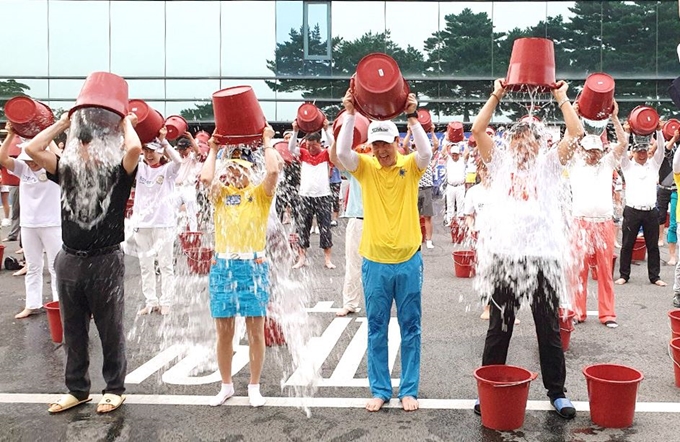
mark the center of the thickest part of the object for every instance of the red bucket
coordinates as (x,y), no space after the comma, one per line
(455,131)
(28,117)
(380,91)
(238,116)
(104,90)
(566,319)
(612,393)
(532,64)
(149,120)
(360,128)
(639,250)
(425,119)
(310,118)
(176,125)
(596,100)
(503,392)
(54,321)
(464,263)
(643,120)
(669,128)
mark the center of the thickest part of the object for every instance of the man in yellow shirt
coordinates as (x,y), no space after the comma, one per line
(392,268)
(239,276)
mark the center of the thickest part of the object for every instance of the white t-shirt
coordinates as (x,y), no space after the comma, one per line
(591,187)
(40,198)
(154,206)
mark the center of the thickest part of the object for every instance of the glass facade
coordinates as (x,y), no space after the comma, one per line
(175,54)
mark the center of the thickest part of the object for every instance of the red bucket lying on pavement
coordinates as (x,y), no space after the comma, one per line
(503,391)
(612,393)
(54,321)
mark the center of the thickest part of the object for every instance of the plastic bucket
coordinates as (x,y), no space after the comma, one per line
(455,131)
(612,393)
(149,120)
(425,119)
(566,319)
(176,125)
(503,391)
(643,120)
(639,250)
(238,116)
(105,90)
(310,118)
(596,100)
(380,91)
(28,116)
(464,263)
(54,321)
(360,128)
(532,64)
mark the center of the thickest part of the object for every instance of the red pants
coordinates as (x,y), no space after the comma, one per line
(594,245)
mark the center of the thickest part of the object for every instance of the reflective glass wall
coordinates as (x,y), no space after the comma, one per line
(175,54)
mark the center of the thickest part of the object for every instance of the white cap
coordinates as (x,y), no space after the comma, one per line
(382,131)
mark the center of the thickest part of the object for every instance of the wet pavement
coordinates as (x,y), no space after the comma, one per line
(168,395)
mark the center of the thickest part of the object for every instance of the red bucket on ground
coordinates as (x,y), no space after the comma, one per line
(566,319)
(503,391)
(612,393)
(464,263)
(28,116)
(54,321)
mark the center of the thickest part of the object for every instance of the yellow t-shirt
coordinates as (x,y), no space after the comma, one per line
(241,219)
(391,232)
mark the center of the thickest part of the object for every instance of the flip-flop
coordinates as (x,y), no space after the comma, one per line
(66,402)
(110,399)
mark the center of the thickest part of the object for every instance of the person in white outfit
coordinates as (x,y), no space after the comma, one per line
(40,222)
(154,217)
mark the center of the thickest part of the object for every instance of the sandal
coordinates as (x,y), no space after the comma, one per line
(66,402)
(112,400)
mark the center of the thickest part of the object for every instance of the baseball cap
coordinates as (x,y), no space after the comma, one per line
(382,131)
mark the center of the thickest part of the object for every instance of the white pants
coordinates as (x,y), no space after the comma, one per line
(156,243)
(34,241)
(353,289)
(455,197)
(187,195)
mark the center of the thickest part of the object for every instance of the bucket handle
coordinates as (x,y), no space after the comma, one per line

_WHAT THE EXERCISE ASKS_. Pictures are to be excluded; the records themselves are to be reproduced exactly.

_COMPLETED EXERCISE_.
mark the center of the thickest part of the object for every instance of the red bucket
coordinates as (x,y), no space after the comma, one per line
(455,131)
(28,117)
(380,91)
(238,116)
(104,90)
(566,319)
(612,393)
(532,64)
(149,120)
(360,128)
(639,250)
(425,119)
(310,118)
(176,125)
(596,100)
(503,392)
(54,321)
(464,263)
(643,120)
(669,128)
mark the center of the thickest part of the object for every instance of the man in yellow shirt
coordinates as (x,y), no space after the comma, one per line
(392,268)
(239,276)
mark the center of the thickest part of the object for every instance of the white t-shirt
coordinates as (x,y), no space after the comma, one per line
(591,187)
(40,198)
(154,206)
mark the center of the thickest part of the object for every instance of the glass facade
coordinates as (x,y), no space after the comma, one per line
(175,54)
mark the center of the thickest part of the object for every instance of the red bucket lying on pavement
coordinates as (x,y), no space after the comma, one per line
(503,391)
(612,393)
(54,321)
mark the center of the thickest part of the object for every instance of the plastic bucket
coordinates as (x,y), no space after the comma, one per line
(455,131)
(612,393)
(149,120)
(425,119)
(566,319)
(176,125)
(503,391)
(643,120)
(639,250)
(238,116)
(105,90)
(310,118)
(596,100)
(380,91)
(28,116)
(464,263)
(54,321)
(360,128)
(532,64)
mark the center of the thickest part of the object for every instance of the red pants
coordinates as (x,y), no space after the comma, one per line
(594,245)
mark the center of the thickest part of the object for every instance of the reflective glass wall
coordinates as (x,y), no space after the comma, one per line
(175,54)
mark the center of the thickest part of the object for every instance of the white cap
coordinates as (x,y), no space after the comma, one per line
(382,131)
mark the center of the thickest part of the object for every instance of the wet pavement
coordinates as (x,y), no space after the comma, one per line
(168,395)
mark the center of the thickest part of the object for every instance of the red bucket on ground
coordinates as (x,y), no space after the comma, one per line
(566,319)
(503,391)
(612,393)
(464,263)
(28,116)
(54,321)
mark the center of the thickest part of the object for every instance of the yellow t-shirt
coordinates as (x,y), no space after the comma, one per line
(241,219)
(391,232)
mark the center of the thickest part of the object for every instance of the flip-flop
coordinates as (x,y), no space after the comma, one per line
(66,402)
(110,399)
mark the center of the thickest part of the object for every instance of the person in white outfit
coordinates as (x,y), no space after the comma, one per line
(40,222)
(154,217)
mark the center of the thickest part of the object for every instance of the sandal
coordinates as (x,y), no space after the comma, one per line
(66,402)
(112,400)
mark the center of the thickest part of the object for every instance of the baseball cap
coordinates as (x,y), no space after the comma, one per line
(382,131)
mark the center of the thickest part of the object for every instance of the white pants
coordinates as (x,y), no space after the comma, one per line
(156,243)
(34,241)
(353,289)
(455,197)
(187,195)
mark the center of the thickest part of the object for every instance of the bucket handle
coordinates as (x,y), no space after the comma, one per line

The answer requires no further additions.